Extrait du document:
Par Eric Ng Ping Cheun
On attendait de Renganaden Padayachy une indication d’élections anticipées cette année, mais il parle, dès le début de son discours budgétaire, d’un « penultimate budget ». Le gouvernement compte donc présenter unautre budget, mais il peut très bien aller aux urnes plus tôt. Le quatrième grand oral du grand argentier, lui, n’a rien d’exceptionnel par rapport aux trois précédents, mis à part la réforme du régime d’imposition. Il a certes distribué des sucreries habituelles, mais pas au point de nous rendre diabétiques !
Petit changement de forme : le discours commence par les fondations de l’économie, et non du social, soulignant l’objectif d’améliorer la facilitation des affaires et de « ensure implementation of reforms in line with the recommendations of the World Bank ». C’est là un signal envoyé aux agences de notation qui s’impatientent de voir enclencher de véritables réformes économiques.
Sinon, le ministre des finances est resté fidèle à lui-même, c’est-à-dire un fort prodigue en aides et subventions en tous genres. Il faut reconnaître qu’il apporte un grand soulagement à la population qui a vu s’effriter son pouvoir d’achat : le revenu minimum garanti, doublement de l’allocation CSG pour certains salariés, hausse de la pension de vieillesse, enlèvement de la TVA sur des produits de consommation et baisse du prix de l’essence.

Liste des tâches:
(1) Modifiez la partie des lignes qui commence à la ligne contenant « Can you see the smiling » et va jusqu'à la dernière ligne en remplaçant « smiling » par « grinning », sans rien changer d'autre.
(2) Rédigez la suite de l'article sur le discours budgétaire, à partir de sa dernière phrase.
L'article et les lignes n'ont pas la même source.

Contenu du corpus:
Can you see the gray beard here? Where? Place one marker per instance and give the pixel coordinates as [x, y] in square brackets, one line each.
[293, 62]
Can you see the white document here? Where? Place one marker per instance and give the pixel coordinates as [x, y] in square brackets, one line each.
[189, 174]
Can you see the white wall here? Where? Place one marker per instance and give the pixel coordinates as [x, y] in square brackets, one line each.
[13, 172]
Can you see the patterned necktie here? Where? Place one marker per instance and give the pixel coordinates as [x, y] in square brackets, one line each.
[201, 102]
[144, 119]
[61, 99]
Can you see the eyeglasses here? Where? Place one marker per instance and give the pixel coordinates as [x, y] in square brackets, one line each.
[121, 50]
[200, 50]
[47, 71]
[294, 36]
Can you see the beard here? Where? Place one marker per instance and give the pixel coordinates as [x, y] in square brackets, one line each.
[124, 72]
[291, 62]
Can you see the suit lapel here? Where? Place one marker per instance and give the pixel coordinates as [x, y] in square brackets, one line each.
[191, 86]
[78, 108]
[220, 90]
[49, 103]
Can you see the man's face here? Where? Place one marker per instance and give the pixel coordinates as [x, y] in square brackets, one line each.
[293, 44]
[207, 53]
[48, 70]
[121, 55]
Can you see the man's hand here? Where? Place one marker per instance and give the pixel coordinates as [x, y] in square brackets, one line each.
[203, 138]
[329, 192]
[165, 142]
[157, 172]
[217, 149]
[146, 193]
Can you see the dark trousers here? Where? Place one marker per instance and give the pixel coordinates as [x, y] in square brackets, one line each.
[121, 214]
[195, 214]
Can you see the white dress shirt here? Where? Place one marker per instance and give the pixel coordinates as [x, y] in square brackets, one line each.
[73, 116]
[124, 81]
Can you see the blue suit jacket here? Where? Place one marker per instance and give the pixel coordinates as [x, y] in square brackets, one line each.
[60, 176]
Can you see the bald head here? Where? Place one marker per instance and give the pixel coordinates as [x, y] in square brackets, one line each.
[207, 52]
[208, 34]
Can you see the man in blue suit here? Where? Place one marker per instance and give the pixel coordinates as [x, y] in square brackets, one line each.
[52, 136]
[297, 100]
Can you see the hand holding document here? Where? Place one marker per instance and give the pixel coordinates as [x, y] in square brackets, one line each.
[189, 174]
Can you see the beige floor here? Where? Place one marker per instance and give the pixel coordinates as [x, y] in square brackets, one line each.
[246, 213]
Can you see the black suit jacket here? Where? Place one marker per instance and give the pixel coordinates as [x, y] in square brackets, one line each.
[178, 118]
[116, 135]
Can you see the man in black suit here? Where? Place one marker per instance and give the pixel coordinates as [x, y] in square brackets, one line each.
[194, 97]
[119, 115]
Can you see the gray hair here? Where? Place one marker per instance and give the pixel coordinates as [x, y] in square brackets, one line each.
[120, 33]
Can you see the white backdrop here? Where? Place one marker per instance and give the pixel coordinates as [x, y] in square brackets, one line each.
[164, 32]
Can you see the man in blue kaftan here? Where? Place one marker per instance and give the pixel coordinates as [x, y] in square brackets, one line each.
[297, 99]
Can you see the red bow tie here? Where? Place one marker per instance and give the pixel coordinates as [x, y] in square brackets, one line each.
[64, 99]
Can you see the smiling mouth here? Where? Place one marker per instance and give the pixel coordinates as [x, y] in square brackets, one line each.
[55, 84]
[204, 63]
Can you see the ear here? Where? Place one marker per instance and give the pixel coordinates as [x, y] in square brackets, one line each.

Tâches résolues:
(1)
Can you see the grinning mouth here? Where? Place one marker per instance and give the pixel coordinates as [x, y] in square brackets, one line each.
[55, 84]
[204, 63]
Can you see the ear here? Where? Place one marker per instance and give the pixel coordinates as [x, y] in square brackets, one line each.

(2)
Même les gros salariés sont comblés avec l’abolition de la taxe de solidarité qui représentait un taux marginal d’imposition de 25% (au-delà du taux normal de 15%). Le pays peut donc souffler en tant que centre financier international, mais il n’est pas certain que la juridiction gagne en compétitivité avec le nouveau système de taxation. Le problème n’est pas tant la progressivité que le nombre excessif de tranches d’imposition (onze). De la simplification de l’impôt plat (flat tax) dans le passé, on en vient maintenant à une complexification de l’imposition, susceptible de favoriser la fraude fiscale. Un gain de seulement 0,6 point de pourcentage de la croissance économique risque d’être insuffisant pour justifier le coût additionnel de l’administration fiscale.
L’expansionnisme budgétaire, soutenant la consommation, va à l’encontre d’une politique monétaire restrictive.
Progressif n’est pas progressiste
Le système fiscal d’un pays reflète la couleur idéologique du gouvernement. Le quatrième budget de Padayachy veut plaire à tout le monde, du plus vulnérable au gros salarié. En même temps qu’il multiplie les aides, subventions et dégrèvements fiscaux, il allège la taxation des particuliers et abolit la taxe de solidarité (ce qui fait perdre Rs 3 milliards au Trésor public, selon Maurice Stratégie). Se pose alors une question fondamentale : une économie peut-elle soutenir à la fois un État-providence de plus en plus budgétivore et une fiscalité relativement légère ? C’est fiscalement impossible, mais c’est possible grâce à l’inflation.
On a qualifié le budget 2023-24 de « socialiste », voire de « gauchiste ». En l’occurrence, le nouveau régime d’imposition, qui est progressif, serait socialement plus juste que le système proportionnel de l’impôt plat, tel que le taux de 15 % introduit par Rama Sithanen en 2007. Pourtant, celui ayant un revenu imposable de Rs 4 millions paiera moins d’impôts sous le régime proposé (Rs 594 800) que s’il était assujetti à un taux uniforme de 15 % (Rs 600 000). Ainsi, les hauts revenus (ceux dont le revenu imposable se situe entre un et quatre millions de roupies) seront moins taxés sous ce système progressif. Progressiste, ça ?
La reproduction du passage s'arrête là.